* **EXERCISE PROMPT**
Go through the entries one line at a time, and gather every line that has the word "metal".

* **Stored records**

________________________

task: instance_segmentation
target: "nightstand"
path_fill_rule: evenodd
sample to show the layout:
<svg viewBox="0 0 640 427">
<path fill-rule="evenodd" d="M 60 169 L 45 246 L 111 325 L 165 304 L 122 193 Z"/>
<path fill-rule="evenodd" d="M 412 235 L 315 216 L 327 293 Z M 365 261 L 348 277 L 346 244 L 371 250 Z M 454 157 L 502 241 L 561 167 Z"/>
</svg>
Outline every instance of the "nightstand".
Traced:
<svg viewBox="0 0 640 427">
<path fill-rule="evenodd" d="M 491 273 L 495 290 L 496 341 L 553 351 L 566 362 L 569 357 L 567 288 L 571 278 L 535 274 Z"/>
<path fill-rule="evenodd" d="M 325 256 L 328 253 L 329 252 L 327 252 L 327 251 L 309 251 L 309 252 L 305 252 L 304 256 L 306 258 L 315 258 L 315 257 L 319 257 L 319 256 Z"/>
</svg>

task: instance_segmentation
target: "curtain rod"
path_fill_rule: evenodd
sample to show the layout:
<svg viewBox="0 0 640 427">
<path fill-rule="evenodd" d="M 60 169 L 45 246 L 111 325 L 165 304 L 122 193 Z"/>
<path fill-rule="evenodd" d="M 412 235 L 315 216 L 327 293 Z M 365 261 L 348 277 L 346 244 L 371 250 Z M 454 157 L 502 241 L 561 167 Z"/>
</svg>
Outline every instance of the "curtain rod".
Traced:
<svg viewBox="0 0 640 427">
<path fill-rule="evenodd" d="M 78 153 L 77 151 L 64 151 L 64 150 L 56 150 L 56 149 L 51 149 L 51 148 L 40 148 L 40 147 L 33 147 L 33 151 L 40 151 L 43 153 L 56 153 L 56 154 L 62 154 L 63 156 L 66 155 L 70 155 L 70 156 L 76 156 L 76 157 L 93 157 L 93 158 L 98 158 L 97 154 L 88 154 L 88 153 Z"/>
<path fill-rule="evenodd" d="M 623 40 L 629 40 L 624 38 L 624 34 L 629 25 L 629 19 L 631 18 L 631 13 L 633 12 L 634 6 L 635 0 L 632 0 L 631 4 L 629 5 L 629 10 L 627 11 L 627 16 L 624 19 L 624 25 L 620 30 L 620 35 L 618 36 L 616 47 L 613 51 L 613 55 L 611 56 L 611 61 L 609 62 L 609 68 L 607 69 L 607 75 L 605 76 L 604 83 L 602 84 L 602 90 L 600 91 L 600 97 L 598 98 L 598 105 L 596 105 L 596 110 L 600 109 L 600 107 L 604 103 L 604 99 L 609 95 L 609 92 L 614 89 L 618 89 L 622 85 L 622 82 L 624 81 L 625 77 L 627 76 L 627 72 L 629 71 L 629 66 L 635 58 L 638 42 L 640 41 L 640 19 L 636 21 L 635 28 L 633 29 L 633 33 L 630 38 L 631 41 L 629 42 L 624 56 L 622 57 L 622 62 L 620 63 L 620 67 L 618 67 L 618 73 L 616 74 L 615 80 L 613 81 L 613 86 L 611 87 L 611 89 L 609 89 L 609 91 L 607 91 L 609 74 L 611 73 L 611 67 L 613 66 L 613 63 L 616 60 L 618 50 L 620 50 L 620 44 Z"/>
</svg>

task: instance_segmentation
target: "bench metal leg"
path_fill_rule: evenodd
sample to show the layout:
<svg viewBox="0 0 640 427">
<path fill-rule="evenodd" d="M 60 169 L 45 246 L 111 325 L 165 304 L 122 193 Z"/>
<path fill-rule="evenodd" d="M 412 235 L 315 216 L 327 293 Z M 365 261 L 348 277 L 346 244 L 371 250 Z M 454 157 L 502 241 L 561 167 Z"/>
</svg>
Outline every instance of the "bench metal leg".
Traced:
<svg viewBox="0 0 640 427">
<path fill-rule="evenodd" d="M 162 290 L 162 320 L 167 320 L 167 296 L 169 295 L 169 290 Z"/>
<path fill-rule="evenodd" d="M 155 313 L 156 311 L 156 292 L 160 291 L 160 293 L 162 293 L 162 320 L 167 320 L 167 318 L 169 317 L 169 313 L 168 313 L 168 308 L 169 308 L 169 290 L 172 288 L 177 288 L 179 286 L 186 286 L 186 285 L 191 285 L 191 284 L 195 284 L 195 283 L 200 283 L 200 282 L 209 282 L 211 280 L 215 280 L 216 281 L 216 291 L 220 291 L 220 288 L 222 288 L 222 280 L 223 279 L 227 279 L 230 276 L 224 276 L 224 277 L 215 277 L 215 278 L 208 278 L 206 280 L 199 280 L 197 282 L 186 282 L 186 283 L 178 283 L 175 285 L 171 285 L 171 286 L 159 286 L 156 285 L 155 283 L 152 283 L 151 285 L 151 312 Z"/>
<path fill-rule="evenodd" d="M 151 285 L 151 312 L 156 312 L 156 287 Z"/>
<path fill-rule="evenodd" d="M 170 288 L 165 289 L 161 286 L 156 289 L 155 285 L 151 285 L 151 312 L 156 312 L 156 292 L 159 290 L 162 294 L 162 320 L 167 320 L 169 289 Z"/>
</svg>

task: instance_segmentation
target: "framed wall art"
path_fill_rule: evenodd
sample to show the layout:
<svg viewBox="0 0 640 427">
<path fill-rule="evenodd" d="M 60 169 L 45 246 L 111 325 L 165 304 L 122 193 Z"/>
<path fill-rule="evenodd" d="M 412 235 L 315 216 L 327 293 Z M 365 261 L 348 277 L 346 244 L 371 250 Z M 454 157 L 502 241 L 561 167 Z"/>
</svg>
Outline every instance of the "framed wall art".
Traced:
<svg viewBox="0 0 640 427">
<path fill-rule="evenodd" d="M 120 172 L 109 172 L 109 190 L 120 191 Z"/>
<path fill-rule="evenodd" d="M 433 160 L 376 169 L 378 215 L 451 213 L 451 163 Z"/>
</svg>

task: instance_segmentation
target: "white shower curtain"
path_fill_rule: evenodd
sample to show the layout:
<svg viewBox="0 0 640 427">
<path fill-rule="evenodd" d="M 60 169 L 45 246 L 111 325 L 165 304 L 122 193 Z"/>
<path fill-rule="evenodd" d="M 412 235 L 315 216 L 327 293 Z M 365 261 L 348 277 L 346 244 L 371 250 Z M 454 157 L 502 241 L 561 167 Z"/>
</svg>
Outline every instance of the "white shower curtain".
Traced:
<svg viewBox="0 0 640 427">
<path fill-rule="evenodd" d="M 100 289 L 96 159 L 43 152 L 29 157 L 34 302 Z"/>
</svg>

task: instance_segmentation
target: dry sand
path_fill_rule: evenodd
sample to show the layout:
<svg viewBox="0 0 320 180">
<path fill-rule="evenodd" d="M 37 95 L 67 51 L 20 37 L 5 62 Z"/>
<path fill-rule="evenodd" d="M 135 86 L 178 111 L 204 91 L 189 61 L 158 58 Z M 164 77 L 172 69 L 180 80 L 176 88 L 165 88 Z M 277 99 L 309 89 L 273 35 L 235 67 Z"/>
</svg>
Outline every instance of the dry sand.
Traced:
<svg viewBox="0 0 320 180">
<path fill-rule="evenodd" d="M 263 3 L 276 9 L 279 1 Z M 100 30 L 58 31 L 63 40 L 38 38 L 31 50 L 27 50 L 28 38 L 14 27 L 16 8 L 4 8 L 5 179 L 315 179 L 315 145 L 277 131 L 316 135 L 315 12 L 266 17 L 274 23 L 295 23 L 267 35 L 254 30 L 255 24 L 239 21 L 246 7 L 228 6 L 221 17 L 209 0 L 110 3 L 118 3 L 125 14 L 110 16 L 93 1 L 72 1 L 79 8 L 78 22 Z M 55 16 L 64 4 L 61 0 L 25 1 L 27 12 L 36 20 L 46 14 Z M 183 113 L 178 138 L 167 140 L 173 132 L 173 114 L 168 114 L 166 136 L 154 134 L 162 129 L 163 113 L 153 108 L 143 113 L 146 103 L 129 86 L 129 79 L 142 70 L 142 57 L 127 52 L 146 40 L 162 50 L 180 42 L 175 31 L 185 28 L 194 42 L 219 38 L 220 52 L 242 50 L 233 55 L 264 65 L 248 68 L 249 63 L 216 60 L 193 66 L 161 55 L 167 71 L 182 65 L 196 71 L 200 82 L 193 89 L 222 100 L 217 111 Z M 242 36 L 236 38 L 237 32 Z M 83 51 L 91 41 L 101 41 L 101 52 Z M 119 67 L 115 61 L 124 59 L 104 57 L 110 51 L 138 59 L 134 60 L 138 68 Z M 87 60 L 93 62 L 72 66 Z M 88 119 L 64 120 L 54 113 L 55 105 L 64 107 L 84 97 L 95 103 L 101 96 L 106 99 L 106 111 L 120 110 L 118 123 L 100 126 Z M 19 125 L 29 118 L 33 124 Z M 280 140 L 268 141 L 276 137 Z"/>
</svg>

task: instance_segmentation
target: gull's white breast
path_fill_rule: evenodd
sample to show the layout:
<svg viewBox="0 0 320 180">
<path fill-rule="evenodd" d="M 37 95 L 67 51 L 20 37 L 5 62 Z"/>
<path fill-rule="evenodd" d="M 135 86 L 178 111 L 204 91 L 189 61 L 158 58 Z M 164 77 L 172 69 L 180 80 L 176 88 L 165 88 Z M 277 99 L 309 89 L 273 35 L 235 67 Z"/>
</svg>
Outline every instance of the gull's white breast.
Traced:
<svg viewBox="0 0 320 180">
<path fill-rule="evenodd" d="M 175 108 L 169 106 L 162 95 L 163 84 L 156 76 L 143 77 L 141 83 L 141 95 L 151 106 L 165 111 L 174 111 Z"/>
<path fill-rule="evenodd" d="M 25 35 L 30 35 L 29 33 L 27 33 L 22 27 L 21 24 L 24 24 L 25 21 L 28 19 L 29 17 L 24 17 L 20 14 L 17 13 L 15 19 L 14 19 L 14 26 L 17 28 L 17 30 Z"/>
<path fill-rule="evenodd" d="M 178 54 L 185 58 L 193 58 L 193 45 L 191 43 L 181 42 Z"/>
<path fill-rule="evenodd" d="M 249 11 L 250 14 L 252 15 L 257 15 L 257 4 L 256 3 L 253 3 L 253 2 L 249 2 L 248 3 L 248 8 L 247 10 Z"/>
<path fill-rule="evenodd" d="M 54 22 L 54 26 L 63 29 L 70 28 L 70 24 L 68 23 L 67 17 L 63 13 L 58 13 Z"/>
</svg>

________________________

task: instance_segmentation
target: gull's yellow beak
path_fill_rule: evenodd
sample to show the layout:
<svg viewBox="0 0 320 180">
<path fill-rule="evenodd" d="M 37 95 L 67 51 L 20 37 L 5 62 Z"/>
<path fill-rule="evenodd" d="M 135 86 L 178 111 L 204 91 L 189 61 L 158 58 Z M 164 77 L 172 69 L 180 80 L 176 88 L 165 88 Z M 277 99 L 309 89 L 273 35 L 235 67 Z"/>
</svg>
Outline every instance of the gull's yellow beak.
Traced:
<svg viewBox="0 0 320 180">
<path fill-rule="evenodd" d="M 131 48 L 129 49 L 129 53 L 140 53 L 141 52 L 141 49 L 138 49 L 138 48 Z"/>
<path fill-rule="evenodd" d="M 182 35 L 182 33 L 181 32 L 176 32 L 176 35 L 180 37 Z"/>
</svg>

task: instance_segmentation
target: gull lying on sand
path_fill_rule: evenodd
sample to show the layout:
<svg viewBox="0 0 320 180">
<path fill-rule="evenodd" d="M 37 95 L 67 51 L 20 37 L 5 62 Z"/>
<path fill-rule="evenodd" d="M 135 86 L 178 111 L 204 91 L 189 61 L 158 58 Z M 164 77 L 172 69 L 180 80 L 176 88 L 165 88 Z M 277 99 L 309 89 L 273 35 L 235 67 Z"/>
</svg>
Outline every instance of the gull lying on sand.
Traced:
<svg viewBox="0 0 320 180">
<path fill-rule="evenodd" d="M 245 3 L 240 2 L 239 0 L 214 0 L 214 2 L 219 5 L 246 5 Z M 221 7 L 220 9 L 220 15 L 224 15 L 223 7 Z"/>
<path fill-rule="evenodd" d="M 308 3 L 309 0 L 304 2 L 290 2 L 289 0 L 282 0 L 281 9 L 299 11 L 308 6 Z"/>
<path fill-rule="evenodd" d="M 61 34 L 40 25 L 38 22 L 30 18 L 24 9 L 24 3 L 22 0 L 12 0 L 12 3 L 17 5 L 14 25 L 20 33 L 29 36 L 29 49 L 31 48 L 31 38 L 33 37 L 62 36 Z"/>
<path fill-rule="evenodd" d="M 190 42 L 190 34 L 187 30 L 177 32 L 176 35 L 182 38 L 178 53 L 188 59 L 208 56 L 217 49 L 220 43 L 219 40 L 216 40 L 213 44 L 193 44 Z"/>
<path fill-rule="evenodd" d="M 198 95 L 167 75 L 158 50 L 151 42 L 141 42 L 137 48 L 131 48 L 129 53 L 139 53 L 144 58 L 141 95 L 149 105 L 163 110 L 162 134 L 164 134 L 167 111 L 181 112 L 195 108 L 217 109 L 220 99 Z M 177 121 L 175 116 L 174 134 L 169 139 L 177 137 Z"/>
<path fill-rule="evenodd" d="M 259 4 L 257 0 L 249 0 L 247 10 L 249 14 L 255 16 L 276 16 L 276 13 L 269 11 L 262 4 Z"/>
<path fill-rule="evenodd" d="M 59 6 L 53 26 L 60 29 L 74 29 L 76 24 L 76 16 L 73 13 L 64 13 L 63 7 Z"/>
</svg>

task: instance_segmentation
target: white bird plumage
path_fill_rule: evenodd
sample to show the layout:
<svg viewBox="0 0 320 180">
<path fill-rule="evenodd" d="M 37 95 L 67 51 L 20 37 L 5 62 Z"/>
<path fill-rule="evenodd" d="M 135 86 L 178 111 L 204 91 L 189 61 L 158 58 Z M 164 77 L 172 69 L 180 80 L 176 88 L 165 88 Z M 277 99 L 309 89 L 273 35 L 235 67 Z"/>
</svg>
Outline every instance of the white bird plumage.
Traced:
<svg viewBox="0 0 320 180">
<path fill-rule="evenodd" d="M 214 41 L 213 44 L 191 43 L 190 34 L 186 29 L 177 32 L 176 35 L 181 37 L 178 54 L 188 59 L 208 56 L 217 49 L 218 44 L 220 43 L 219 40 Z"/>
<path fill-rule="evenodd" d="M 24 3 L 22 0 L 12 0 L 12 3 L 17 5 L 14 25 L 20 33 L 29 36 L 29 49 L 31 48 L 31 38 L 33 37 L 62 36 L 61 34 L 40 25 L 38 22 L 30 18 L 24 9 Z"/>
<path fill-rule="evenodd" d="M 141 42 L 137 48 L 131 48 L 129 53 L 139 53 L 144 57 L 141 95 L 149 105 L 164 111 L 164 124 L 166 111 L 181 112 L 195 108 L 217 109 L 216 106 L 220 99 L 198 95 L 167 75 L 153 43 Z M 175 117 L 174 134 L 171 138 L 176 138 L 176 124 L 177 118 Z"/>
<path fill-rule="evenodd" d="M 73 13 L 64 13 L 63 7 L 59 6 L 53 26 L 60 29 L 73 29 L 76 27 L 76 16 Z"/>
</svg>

________________________

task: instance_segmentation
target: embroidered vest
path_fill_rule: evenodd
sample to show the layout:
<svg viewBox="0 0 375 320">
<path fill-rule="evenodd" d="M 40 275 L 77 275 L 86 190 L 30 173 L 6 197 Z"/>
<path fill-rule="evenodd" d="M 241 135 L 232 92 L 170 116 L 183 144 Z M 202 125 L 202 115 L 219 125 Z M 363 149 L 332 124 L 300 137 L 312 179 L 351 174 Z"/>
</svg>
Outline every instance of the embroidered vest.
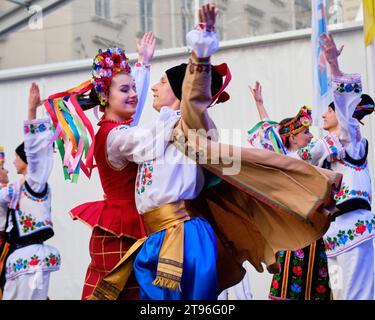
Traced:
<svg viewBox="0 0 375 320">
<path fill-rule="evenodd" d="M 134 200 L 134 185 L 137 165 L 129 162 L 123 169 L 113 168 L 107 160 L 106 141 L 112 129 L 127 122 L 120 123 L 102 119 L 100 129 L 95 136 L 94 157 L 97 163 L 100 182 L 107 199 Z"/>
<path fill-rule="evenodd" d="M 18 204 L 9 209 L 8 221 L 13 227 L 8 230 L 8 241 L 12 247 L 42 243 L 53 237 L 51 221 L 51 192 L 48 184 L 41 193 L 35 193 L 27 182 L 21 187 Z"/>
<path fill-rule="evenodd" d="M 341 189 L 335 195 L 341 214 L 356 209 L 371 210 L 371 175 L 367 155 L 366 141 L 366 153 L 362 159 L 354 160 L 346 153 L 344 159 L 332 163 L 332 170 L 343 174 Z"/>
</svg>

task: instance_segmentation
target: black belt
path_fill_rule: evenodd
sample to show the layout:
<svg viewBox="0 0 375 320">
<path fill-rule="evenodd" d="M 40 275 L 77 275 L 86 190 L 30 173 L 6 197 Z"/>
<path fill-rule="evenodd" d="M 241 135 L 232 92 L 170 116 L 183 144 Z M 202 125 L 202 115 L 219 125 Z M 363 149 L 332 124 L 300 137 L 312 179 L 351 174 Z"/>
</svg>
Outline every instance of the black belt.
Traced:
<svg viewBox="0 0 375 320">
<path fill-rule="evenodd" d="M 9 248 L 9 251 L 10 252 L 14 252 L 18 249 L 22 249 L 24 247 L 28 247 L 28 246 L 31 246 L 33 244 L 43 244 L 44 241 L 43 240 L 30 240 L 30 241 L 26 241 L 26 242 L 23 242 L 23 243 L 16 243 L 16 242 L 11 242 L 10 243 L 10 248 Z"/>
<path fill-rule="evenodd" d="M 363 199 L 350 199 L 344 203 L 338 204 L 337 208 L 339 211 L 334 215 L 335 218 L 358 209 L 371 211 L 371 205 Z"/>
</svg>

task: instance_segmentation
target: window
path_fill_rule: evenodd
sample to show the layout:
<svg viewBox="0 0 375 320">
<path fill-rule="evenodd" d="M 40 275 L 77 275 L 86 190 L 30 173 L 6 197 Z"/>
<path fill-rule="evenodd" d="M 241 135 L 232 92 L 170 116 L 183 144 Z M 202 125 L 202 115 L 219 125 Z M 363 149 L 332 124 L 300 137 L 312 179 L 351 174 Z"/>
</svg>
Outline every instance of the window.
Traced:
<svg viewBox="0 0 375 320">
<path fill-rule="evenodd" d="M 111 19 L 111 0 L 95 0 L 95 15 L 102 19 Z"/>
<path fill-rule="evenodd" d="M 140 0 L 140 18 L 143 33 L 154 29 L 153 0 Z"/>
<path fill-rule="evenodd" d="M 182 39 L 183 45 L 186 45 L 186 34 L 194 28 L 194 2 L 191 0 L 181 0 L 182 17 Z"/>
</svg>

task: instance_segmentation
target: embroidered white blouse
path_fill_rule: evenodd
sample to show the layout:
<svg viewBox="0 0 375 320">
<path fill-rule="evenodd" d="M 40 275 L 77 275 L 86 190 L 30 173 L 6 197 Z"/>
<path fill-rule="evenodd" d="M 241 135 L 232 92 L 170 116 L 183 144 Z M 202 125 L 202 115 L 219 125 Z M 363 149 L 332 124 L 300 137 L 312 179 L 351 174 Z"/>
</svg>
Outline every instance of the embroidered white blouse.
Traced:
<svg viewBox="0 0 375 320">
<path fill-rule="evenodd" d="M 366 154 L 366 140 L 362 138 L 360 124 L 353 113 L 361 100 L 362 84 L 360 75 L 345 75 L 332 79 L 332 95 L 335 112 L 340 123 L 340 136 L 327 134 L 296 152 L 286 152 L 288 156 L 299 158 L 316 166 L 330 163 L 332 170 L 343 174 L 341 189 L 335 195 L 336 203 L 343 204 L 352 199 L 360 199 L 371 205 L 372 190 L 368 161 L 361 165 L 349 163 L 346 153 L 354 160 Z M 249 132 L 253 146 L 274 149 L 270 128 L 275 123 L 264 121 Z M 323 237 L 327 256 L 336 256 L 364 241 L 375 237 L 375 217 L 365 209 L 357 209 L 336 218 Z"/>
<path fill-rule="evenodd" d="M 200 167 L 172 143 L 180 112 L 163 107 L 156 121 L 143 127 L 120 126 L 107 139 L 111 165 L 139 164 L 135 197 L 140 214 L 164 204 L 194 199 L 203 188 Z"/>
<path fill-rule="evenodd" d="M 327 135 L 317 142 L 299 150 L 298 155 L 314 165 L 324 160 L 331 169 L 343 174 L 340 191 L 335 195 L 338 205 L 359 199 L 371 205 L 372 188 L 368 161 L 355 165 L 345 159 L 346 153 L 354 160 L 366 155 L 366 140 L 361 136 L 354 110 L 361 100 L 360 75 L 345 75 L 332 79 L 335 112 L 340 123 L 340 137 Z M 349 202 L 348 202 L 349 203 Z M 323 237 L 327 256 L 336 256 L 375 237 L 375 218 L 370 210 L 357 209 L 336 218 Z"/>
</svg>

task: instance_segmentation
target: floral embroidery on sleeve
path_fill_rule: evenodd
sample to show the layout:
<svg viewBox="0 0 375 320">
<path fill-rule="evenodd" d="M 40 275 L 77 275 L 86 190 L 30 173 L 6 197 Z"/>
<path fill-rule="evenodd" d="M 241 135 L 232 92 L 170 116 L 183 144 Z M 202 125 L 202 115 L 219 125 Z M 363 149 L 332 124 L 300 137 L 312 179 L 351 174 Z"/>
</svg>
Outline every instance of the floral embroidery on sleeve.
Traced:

________________________

* **ANSWER**
target: "bench metal leg"
Outline every instance of the "bench metal leg".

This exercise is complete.